## Job Salary Prediction using Neural Networks

This Kaggle competition challenges us to predict Job salaries based on job ads. The data provided has Job_Title, Location, Category, Contract Type, etc. 

Lets jump right in - 
1. Load the libraries required for this task.
2. Read in the dataset.
3. See what the data looks like.

The other jupyter notebook contains the code for predicting job salaries using simple methods such as Naive Bayes, logistic regression and an advanced method - SVM. In this notebook, we will look at solving the problem using a Neural network. This time we will use a much larger sample of the data so that we can effectively train our network

In [1]:
# import libraries
import pandas as pd
import numpy as np
import nltk
from nltk.tokenize import word_tokenize
import re
import matplotlib.pyplot as plt
%matplotlib inline

import math

import warnings
warnings.filterwarnings('ignore')

In [2]:
# Read in the train_rev1 datafile downloaded from kaggle
df = pd.read_csv('Train_rev1.csv')

The data has $244,768$ rows with 12 columns, most of which are text type columns as signified by the `object` data type. This means that we will have a large number of (0,1) type variables once the categorical columns are encoded. <br>

To be able to use neural networks effective, I will randomly select 80000 rows to do the analysis on.

In [3]:
# randomly sample k rows from the data
import random
random.seed(1) # so that results are reproducible

# get a random sample of k rows from the row indices
indices = df.index.values.tolist()

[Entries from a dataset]
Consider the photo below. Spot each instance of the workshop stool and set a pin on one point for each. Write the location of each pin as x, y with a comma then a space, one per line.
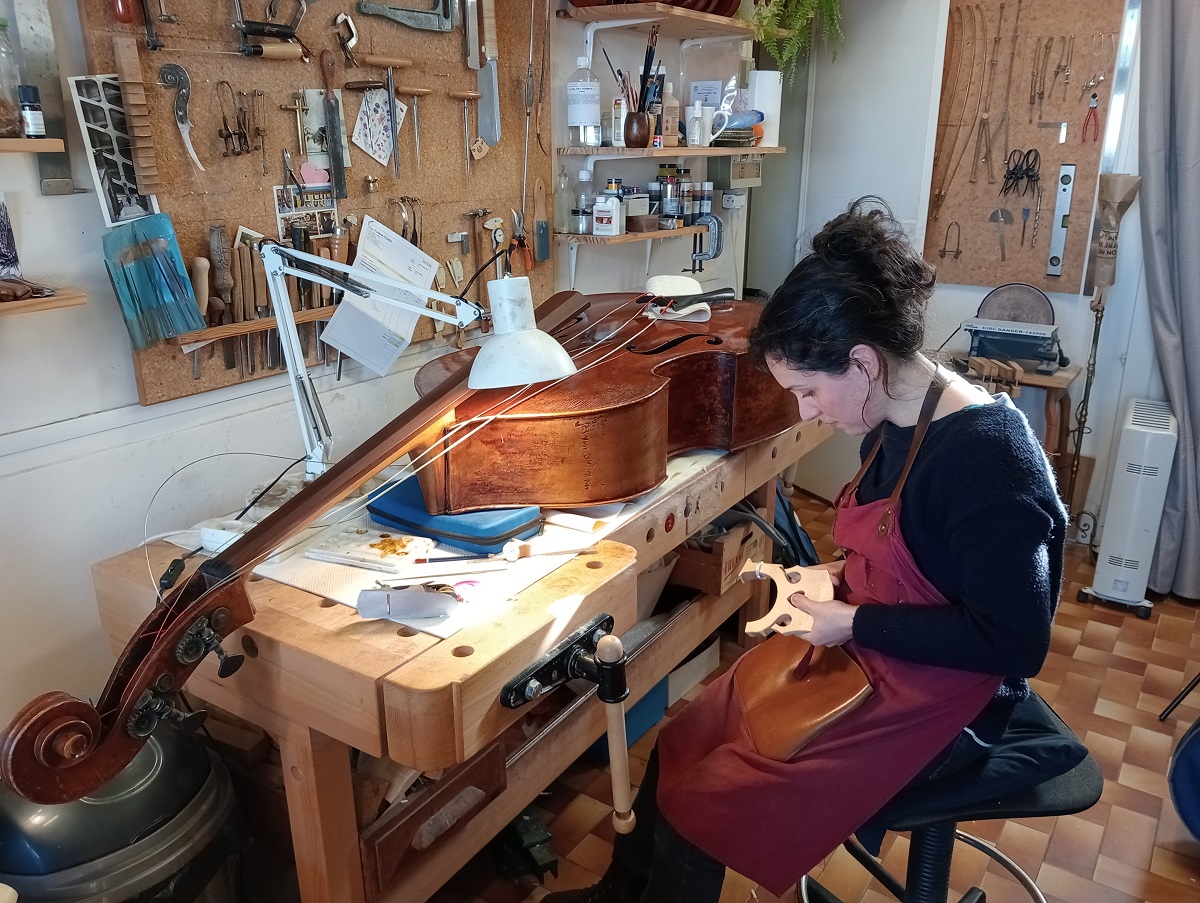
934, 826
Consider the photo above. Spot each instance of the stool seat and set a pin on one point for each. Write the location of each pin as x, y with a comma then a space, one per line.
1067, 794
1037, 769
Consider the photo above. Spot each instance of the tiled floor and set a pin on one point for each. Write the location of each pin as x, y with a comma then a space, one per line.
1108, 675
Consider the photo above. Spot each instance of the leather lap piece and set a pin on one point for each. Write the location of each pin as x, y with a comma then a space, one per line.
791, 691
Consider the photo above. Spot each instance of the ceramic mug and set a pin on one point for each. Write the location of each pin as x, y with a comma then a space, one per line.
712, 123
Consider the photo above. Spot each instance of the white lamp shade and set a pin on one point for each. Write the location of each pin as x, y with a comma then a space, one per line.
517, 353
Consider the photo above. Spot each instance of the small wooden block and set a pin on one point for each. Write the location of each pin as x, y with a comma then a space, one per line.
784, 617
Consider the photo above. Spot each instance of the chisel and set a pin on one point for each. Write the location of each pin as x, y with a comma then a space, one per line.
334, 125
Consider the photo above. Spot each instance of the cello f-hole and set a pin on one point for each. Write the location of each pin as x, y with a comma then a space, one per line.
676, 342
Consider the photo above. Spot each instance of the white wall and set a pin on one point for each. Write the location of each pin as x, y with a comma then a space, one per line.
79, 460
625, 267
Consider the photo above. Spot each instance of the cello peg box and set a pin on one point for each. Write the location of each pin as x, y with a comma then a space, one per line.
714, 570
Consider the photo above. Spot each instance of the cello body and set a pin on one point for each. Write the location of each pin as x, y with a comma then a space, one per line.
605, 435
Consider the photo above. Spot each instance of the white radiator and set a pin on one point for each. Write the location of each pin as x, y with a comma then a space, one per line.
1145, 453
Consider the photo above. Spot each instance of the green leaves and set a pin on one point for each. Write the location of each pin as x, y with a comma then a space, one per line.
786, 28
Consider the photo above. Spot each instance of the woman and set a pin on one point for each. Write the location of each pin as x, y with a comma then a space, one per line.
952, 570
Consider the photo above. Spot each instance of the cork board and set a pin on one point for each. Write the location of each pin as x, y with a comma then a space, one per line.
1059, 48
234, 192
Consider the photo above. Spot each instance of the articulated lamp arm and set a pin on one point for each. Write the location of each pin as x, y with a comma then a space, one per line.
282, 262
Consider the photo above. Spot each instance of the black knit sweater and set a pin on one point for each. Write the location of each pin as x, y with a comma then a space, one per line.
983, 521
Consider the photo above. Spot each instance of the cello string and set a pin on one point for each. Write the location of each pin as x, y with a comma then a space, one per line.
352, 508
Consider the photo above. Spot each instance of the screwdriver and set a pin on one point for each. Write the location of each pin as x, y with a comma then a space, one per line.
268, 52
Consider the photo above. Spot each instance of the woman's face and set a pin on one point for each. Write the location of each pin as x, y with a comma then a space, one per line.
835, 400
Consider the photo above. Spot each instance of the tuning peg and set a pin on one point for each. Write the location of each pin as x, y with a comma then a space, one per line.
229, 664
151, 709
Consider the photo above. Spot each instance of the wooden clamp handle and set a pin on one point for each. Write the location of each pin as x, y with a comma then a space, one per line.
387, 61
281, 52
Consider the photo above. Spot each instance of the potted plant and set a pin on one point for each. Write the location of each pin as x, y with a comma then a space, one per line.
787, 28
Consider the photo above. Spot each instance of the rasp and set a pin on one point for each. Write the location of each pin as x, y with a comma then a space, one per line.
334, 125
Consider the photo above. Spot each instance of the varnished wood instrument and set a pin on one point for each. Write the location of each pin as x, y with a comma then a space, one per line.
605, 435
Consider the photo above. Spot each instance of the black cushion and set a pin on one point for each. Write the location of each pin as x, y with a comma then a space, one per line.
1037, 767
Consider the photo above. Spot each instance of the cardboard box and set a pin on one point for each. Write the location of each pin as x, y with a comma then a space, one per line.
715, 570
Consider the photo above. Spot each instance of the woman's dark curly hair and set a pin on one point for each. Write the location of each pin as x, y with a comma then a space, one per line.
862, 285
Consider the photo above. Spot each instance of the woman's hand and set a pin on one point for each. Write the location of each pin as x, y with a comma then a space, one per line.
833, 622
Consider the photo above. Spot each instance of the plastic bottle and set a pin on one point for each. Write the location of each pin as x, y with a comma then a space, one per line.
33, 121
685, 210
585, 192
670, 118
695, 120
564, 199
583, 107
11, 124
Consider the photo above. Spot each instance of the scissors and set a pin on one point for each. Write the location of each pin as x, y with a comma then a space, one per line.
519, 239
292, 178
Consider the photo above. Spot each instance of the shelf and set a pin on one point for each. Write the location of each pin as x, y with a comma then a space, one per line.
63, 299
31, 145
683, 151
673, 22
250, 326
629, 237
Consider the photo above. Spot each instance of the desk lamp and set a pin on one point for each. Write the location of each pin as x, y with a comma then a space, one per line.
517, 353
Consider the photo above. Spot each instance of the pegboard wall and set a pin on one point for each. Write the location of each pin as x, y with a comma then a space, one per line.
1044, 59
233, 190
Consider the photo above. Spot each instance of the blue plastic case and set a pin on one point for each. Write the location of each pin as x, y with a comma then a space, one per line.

■ Tasks for this exercise ■
1. Write out the salary prediction notebook between "## Job Salary" and "data looks like.", inclusive, and switch "salaries" to "pay" throughout.
2. Resume the salary prediction notebook right after its last line.
You won't need the entries for anything here.

■ Set of answers ■
1.
## Job Salary Prediction using Neural Networks

This Kaggle competition challenges us to predict Job pay based on job ads. The data provided has Job_Title, Location, Category, Contract Type, etc. 

Lets jump right in - 
1. Load the libraries required for this task.
2. Read in the dataset.
3. See what the data looks like.

2.
random_k = random.sample(indices, 80000)

# subset the imported data on the selected 2500 indices
train = df.loc[random_k, :]
train = train.reset_index(drop = True)

In [4]:
# some problems with the way FullDescription has been encoded
def convert_utf8(s):
    return str(s)

train['FullDescription'] = train['FullDescription'].map(convert_utf8)

## Data Preprocessing

### Clean job descriptions

**Step 1:** Lets lemmatize the text to remove excess forms of the same word

In [5]:
# lemmatization
from nltk.corpus import wordnet

from nltk.stem import WordNetLemmatizer
word_lemm = WordNetLemmatizer()

def convert_to_valid_pos(x):
    
    x = x[0].upper() # extract first character of the POS tag
    
    # define mapping for the tag to correct tag.
    tag_dict = {"J": wordnet.ADJ,
               "N": wordnet.NOUN,
               "R": wordnet.ADV,
               "V": wordnet.VERB}
    
    return tag_dict.get(x, wordnet.NOUN)

def lemmatize_text(s):
    pos_tagged_text = nltk.pos_tag(word_tokenize(s))
    
    lemm_list = []

    for (word, tag) in pos_tagged_text:
        lemm_list.append(word_lemm.lemmatize(word, pos = convert_to_valid_pos(tag)))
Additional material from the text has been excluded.